## EXERCISE GOAL
Your answer must be the full set of entries, reproduced exactly.

(Dataset excerpts)
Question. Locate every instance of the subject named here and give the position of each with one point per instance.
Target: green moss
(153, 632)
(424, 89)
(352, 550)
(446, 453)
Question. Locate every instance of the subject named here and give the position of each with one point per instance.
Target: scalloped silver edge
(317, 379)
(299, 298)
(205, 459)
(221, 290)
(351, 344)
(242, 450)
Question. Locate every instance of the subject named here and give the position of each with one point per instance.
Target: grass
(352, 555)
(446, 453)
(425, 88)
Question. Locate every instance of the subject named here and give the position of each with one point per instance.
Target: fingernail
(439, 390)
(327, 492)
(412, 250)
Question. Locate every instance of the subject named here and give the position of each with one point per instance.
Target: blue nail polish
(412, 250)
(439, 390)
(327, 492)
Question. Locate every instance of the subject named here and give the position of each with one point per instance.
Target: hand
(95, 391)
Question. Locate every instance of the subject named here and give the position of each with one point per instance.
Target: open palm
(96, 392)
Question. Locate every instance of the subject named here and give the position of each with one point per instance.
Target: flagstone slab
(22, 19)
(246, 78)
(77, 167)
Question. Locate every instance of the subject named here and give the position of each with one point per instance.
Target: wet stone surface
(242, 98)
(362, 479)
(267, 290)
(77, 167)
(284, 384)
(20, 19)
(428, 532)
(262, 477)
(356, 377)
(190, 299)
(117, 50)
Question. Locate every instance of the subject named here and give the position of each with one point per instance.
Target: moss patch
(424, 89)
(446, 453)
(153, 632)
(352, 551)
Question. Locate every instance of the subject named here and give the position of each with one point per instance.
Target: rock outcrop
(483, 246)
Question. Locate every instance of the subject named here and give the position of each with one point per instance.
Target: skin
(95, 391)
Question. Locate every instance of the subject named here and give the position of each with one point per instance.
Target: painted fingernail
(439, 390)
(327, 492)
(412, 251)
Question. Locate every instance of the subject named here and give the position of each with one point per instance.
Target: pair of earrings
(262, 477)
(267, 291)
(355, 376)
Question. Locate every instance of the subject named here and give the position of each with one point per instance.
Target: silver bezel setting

## EXERCISE RESPONSE
Question. Locate every instance of the subject named here and give the position of each with one point per instance.
Target: green moss
(153, 632)
(424, 89)
(352, 550)
(446, 453)
Question. Locate every instance of the subject named here and give the position of each with one point per instance.
Target: scalloped silver edge
(317, 379)
(299, 298)
(205, 459)
(221, 290)
(351, 344)
(242, 450)
Question. Locate every instance of the subject named here and give the position of each with one point per instance.
Target: grass
(352, 555)
(446, 453)
(425, 88)
Question. Locate every instance of the subject named here and give the position of each with one point per instance.
Target: fingernail
(439, 390)
(327, 492)
(412, 250)
Question. Locate every instance of the subject named here and give the position of each with one point per instance.
Target: blue nail polish
(412, 250)
(439, 390)
(327, 492)
Question. Locate every instance of the subject named here and give the position of each with one point per instance.
Target: hand
(95, 391)
Question. Locate every instance of the subject named here and give the position of each with one point per instance.
Target: open palm
(96, 392)
Question. Locate every instance of the subject named here and give the position of each with one point per instance.
Target: flagstone slab
(22, 19)
(246, 78)
(77, 167)
Question. Locate every instance of the subject named here and give the position of each with one point per instance.
Target: wet stone surface
(242, 98)
(362, 479)
(267, 290)
(77, 167)
(284, 384)
(20, 19)
(428, 532)
(262, 477)
(356, 377)
(190, 299)
(117, 50)
Question. Locate every instance of the subject named here and give the position of each with one point per instance.
Target: moss patch
(424, 89)
(446, 453)
(153, 632)
(352, 551)
Question. Locate every instance of the subject named here and give the position of each with one point per instance.
Target: rock outcrop
(483, 246)
Question. Locate every instance of the subject named here and give the position of each with one point per instance.
Target: skin
(95, 391)
Question. Locate every instance of the subject named here and give the position of each with one point per instance.
Target: painted fingernail
(439, 390)
(327, 492)
(412, 251)
Question. Locate every instance of the subject named here and give the position of each with one point per instance.
Target: pair of earrings
(262, 477)
(267, 291)
(355, 376)
Question. Locate every instance of the subject named here and give the position of each with one point per instance.
Target: silver bezel setting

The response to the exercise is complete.